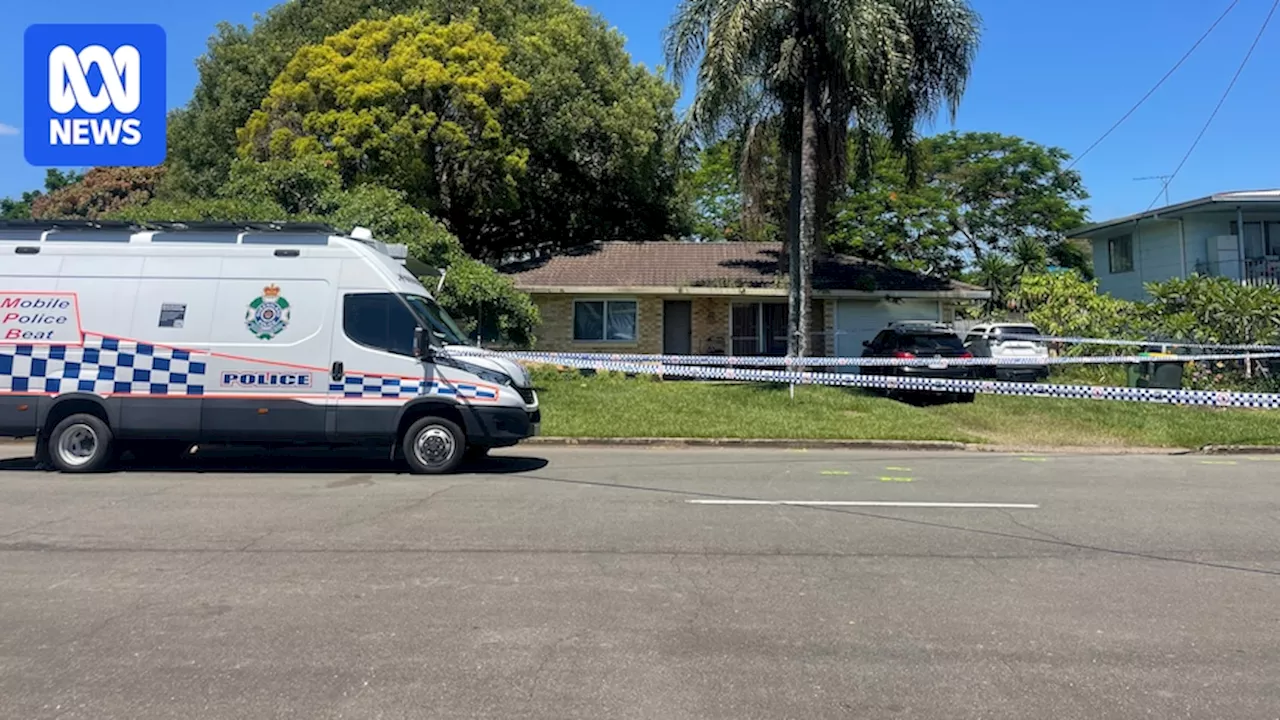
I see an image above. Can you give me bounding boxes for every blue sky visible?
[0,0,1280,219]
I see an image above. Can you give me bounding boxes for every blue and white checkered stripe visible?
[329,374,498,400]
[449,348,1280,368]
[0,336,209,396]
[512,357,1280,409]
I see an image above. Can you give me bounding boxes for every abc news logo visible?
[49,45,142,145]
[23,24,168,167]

--------

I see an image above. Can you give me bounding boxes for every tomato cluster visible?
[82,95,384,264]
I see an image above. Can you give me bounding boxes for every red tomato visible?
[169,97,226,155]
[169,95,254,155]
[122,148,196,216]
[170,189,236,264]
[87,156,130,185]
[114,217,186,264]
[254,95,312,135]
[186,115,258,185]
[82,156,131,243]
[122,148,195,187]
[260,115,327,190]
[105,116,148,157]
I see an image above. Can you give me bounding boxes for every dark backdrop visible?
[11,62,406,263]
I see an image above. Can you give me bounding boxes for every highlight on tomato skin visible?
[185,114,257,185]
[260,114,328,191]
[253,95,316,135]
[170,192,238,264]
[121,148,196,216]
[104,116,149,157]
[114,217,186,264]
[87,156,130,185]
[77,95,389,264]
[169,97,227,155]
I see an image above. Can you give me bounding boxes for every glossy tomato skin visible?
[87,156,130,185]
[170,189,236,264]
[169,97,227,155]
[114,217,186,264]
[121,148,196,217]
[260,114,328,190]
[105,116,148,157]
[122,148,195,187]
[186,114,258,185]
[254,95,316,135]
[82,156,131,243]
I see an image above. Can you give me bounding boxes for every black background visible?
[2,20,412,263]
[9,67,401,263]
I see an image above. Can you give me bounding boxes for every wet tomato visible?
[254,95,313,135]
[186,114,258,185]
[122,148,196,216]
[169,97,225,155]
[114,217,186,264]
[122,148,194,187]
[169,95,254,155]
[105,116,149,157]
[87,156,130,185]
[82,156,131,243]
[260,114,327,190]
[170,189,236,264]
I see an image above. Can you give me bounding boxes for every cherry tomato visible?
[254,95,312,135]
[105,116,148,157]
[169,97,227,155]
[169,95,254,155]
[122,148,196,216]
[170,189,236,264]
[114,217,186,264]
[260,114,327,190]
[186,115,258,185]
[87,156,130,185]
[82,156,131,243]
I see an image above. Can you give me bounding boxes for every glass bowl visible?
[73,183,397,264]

--------

> JOB:
Pull out each row above that contains the string "blue". Case counts, so a row only qualifies if its capital and lowercase letters match.

> IN RESPONSE:
I see an image above. Can you give me bounding boxes for every blue sky visible?
I see an image above. Can you give me bounding boxes for every blue and white checkered stripe visible?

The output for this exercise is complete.